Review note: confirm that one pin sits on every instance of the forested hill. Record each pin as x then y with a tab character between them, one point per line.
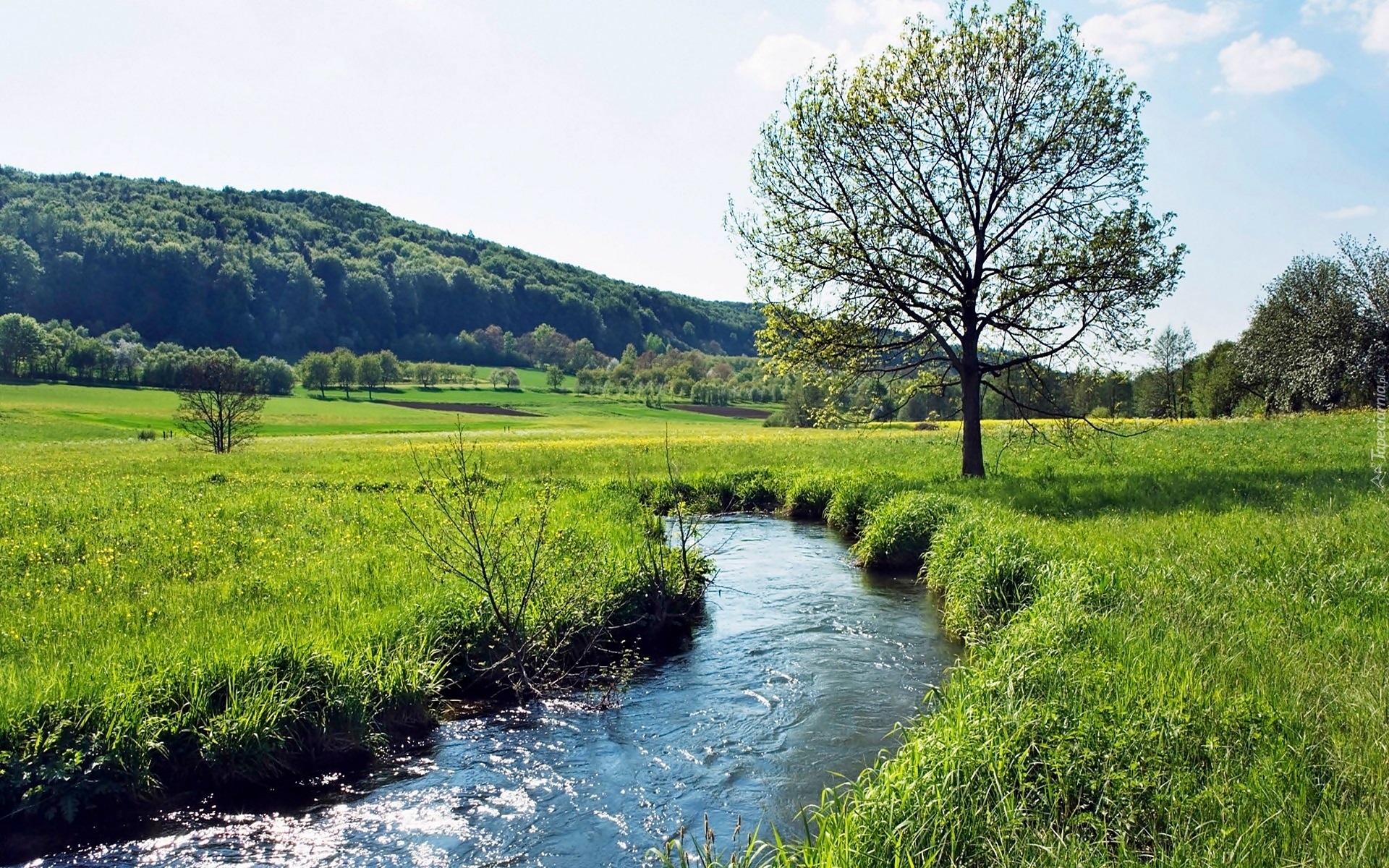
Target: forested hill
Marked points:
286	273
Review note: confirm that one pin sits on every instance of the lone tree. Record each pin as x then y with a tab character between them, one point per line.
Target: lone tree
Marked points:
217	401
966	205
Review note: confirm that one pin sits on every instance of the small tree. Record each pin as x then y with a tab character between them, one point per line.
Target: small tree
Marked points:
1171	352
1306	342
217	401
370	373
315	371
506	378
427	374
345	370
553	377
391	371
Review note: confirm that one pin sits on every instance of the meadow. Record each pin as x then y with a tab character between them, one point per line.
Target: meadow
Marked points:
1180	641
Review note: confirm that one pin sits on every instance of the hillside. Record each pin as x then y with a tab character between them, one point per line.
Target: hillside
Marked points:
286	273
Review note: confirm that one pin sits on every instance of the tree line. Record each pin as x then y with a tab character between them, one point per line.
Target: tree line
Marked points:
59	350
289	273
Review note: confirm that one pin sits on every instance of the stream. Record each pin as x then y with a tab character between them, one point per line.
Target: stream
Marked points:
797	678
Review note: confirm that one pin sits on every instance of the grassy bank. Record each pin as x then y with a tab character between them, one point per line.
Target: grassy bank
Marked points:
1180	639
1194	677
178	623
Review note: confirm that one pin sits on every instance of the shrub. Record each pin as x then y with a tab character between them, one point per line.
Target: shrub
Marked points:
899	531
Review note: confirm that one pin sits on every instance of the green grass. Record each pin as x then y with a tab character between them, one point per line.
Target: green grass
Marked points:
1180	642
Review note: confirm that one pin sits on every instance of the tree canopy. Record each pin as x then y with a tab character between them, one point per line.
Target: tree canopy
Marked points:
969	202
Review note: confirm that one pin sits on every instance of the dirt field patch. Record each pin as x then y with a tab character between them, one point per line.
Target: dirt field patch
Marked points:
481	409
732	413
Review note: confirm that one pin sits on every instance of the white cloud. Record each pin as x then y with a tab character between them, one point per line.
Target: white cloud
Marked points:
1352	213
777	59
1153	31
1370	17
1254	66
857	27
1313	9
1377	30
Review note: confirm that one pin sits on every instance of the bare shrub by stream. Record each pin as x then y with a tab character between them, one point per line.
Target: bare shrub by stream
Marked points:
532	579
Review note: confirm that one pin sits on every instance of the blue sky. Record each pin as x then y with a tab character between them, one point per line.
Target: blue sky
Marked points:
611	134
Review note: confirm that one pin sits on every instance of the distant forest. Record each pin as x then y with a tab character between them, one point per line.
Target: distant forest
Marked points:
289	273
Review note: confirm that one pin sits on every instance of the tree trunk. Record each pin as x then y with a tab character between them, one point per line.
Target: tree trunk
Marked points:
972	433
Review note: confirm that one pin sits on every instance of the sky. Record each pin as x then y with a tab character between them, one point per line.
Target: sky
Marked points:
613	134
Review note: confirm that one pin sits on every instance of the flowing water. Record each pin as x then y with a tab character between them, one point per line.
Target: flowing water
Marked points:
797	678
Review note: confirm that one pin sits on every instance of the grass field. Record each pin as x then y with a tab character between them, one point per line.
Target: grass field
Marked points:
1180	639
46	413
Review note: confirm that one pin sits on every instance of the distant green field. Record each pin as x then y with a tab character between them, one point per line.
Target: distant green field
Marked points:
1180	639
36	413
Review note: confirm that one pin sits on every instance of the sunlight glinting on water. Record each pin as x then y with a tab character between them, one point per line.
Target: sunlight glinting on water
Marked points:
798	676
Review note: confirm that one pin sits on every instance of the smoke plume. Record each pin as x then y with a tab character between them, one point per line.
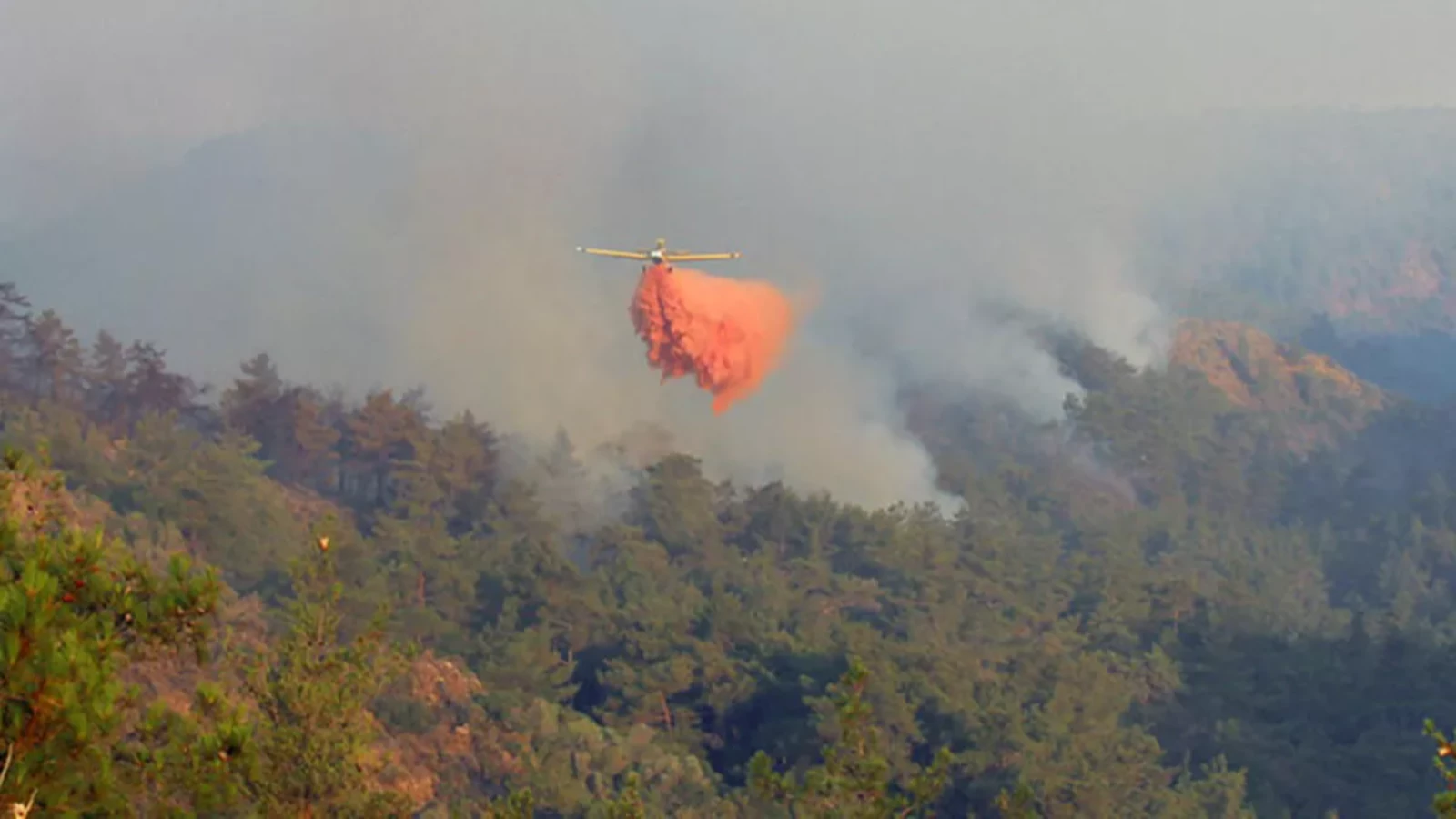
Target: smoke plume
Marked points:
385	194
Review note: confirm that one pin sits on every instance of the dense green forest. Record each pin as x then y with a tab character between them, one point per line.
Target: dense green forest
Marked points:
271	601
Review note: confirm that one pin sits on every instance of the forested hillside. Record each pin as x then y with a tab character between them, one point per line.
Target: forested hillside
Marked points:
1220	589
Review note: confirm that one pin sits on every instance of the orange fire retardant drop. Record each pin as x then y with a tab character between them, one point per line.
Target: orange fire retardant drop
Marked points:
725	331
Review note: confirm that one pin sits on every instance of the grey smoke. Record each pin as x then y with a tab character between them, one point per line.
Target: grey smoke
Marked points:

# [Aim of the task]
Copy exactly, word for word, the line with "of the dense" through the final line of the listing.

# [Task answer]
Review note: confirm that one pin sits on every instance of the dense green forest. Record each pin as x then y with a tab character between them, one point per line.
Target: dense green forest
Marked points:
271	601
Review note: confirm that one pin sits on every instance of the forested hillside. Record each pin as x then y with a tab character between them, one point per line.
Target: forested hillside
Marked points:
1220	589
Review note: confirm that one pin sits on every instance of the orange fire retardant drop. Record each pin as x then y with a tab character between them, one point per line.
Target: orange fire retardant drop
Marked points:
725	331
Review note: confirm that one pin sits on every instance of the grey smoke. Record each pin as x then y with a tab character between them, one point per line.
Target: grey smoke
Marked points:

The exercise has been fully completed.